» **Provided records**
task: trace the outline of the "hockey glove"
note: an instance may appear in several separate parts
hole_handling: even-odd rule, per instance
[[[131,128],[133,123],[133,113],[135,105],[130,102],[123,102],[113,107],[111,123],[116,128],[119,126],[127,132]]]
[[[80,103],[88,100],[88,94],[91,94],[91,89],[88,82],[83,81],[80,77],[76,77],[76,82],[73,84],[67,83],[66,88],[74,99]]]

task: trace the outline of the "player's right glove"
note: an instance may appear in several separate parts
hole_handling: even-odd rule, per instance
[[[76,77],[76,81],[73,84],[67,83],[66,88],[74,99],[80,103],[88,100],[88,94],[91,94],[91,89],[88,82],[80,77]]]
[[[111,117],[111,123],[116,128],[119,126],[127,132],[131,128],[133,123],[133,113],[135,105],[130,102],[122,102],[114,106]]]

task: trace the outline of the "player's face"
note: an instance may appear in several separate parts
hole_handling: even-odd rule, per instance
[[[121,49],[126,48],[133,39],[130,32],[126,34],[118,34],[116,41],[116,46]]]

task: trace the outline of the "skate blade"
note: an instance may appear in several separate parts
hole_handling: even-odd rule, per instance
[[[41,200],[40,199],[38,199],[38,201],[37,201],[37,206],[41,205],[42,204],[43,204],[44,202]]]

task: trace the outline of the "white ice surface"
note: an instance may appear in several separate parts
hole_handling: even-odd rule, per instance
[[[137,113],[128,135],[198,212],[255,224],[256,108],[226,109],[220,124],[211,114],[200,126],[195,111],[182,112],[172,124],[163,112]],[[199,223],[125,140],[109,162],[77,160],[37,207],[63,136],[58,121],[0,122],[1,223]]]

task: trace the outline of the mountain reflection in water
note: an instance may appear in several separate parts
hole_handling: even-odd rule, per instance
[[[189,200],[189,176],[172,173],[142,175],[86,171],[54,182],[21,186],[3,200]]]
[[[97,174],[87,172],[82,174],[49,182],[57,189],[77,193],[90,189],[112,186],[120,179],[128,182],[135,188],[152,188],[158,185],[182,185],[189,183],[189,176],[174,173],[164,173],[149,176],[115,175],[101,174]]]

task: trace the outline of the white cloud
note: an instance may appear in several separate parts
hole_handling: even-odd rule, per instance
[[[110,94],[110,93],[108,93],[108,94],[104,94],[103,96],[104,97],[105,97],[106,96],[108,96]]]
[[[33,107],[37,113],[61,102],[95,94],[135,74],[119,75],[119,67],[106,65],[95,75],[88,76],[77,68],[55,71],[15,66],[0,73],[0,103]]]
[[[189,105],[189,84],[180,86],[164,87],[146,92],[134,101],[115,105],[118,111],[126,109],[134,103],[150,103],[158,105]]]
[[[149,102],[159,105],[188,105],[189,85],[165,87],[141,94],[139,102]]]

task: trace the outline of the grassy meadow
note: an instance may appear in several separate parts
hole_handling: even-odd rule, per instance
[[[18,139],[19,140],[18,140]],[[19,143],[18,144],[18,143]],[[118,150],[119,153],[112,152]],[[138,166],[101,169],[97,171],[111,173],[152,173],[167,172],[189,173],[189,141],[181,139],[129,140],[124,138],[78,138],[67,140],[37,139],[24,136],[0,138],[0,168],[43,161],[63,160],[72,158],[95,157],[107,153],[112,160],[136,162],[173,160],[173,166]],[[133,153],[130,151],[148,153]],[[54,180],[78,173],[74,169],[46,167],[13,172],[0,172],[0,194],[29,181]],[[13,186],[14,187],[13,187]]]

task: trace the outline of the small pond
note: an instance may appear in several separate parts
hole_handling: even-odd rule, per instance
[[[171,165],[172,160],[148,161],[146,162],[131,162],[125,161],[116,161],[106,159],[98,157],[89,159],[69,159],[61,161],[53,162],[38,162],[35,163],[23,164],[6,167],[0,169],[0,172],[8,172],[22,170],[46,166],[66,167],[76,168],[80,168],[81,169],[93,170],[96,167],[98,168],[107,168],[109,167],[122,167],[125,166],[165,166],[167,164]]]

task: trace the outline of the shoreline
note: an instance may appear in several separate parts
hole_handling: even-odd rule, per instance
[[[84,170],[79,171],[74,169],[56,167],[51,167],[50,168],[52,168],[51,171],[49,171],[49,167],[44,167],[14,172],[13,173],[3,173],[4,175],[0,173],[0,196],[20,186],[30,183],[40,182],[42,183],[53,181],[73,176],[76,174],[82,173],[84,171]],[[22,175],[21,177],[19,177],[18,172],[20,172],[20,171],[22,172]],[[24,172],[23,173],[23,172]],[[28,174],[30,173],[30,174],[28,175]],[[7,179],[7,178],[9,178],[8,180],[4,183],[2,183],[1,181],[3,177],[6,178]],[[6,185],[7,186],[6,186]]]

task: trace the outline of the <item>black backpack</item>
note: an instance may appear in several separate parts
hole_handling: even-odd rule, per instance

» **Problem to work on**
Pull out every line of the records that contains the word "player".

» **Result below**
task: trace the outline of the "player's right glove"
task: trace the outline of the "player's face"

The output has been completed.